_課題の内容_:
A. 映画評の中の文「観る側は「どっちが普通?」と問われているのだ。」を英語に訳しなさい。
B. 映画評から、「エリザベス・マクガバンのはち」で始まり「思い、自殺を図るコンラッド。」で終わる部分を、一字も変えずに引用しなさい。

_読解用抜粋_:
((
そういう人々が集まって形成された家族に、原作者も、映画の製作者たちも、小さな米国の病理を見ていたのかもしれない。
必死になって「普通」を装うことで、破滅的な現実の到来を少しでも遅らせることができると信じたのだ。
長男の死に涙を見せず、葬儀で着る夫のシャツの色に指図する妻のエピソードは、まさに強さに取り憑かれた米国たる振る舞い打。
苦しむコンラッドを両親に預けてゴルフに興じる場面、ジョギングの間中、同僚と株の売買の話題が続く場面など、ところどころに強い米国の普通が描かれ、そのことに耐えられなくなる一見普通ではない父親が描かれる。
観る側は「どっちが普通?」と問われているのだ。
ティモシー・ハットン、ジャレツド・ハーシユら主要キャストがみな好演。
エリザベス・マクガバンのはちきれそうな顔は当時あまり好道ではなかったが、今見直してみると愛嬌があってチャーミングだ。演技も素晴らしい。
この時代の上流家庭の暮らす街並みは美しい。あの時代がよかったと思ってしまうのは、やはり作り物の普通に騙されていたからなのだろうと思うのは少しばかり悲しかった。
【”人生とは予測できない事故、事件の連続を自己抑制出来るかどうかで行く末は変わる”幸せだった4人家族の絆が徐々崩壊していく様を描く切ない作品。】
■ロバート・レッドフォードの監督デビュー作。
ー 冒頭から、コンラッドは頻繁に悪夢に魘される。それは、時化でヨットが転覆する夢だ。一緒にいたのは、観ていると徐々に分かって来るのだが、母、ベスが溺愛していた兄、バックであった。-
◆感想 <Caution! 内容に触れています。>
・鑑賞していて、辛い気分になる映画である。ヨットの事故を自分の責任であると思い、自殺を図るコンラッド。
- カルヴィンはコンラッドを精神科医のバーガーに週2回、通院させるが・・。-
・ベスはコンラッドに対し、普通に振舞おうとするが、どうしても冷たく、素っ気ない態度になってしまう。
- コンラッドが普通に暮らそうと努力すればするほど、精神的に追い詰められていく姿。-
・父・カルヴィンは、コンラッドとべスの関係を解きほぐそうと苦悩するが…
- 在る夜に、カルヴィンがそれまで抑えていた妻ベスに言ってしまった言葉。ー
<幸せだった4人家族が、予測できない事故、事件により関係性が崩壊して行く様を描いた作品。
))
(データセット抜粋)
((
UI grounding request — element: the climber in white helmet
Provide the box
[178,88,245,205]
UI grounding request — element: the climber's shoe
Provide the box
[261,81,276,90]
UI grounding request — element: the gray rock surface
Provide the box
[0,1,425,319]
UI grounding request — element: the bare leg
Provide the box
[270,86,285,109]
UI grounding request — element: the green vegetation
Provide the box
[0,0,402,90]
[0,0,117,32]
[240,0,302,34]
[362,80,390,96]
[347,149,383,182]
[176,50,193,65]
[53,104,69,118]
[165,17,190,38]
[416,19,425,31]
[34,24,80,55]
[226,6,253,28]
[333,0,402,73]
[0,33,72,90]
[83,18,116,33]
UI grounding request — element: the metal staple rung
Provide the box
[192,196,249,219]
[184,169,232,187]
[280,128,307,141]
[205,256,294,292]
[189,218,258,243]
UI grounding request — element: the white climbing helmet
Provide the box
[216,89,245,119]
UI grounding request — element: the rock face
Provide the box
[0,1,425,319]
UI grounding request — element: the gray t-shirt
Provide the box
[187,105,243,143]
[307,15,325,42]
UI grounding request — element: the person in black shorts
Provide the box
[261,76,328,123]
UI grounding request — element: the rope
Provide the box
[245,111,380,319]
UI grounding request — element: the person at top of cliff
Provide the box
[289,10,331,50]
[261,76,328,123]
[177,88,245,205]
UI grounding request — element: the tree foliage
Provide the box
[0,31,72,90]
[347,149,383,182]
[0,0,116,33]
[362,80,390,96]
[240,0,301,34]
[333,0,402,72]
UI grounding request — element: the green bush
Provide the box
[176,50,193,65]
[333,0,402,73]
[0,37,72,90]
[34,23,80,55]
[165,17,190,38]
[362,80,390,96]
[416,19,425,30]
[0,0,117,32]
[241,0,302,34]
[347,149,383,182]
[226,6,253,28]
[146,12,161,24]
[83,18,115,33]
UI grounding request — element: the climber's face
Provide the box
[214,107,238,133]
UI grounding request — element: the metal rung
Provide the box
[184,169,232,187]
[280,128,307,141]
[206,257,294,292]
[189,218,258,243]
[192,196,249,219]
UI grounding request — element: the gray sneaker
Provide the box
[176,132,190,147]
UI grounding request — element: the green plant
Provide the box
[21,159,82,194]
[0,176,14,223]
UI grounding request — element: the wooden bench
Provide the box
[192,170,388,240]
))
_各課題の解答_:
A. The viewers are being asked, "Which one is normal?"

B.
エリザベス・マクガバンのはちきれそうな顔は当時あまり好道ではなかったが、今見直してみると愛嬌があってチャーミングだ。演技も素晴らしい。
この時代の上流家庭の暮らす街並みは美しい。あの時代がよかったと思ってしまうのは、やはり作り物の普通に騙されていたからなのだろうと思うのは少しばかり悲しかった。
【”人生とは予測できない事故、事件の連続を自己抑制出来るかどうかで行く末は変わる”幸せだった4人家族の絆が徐々崩壊していく様を描く切ない作品。】
■ロバート・レッドフォードの監督デビュー作。
ー 冒頭から、コンラッドは頻繁に悪夢に魘される。それは、時化でヨットが転覆する夢だ。一緒にいたのは、観ていると徐々に分かって来るのだが、母、ベスが溺愛していた兄、バックであった。-
◆感想 <Caution! 内容に触れています。>
・鑑賞していて、辛い気分になる映画である。ヨットの事故を自分の責任であると思い、自殺を図るコンラッド。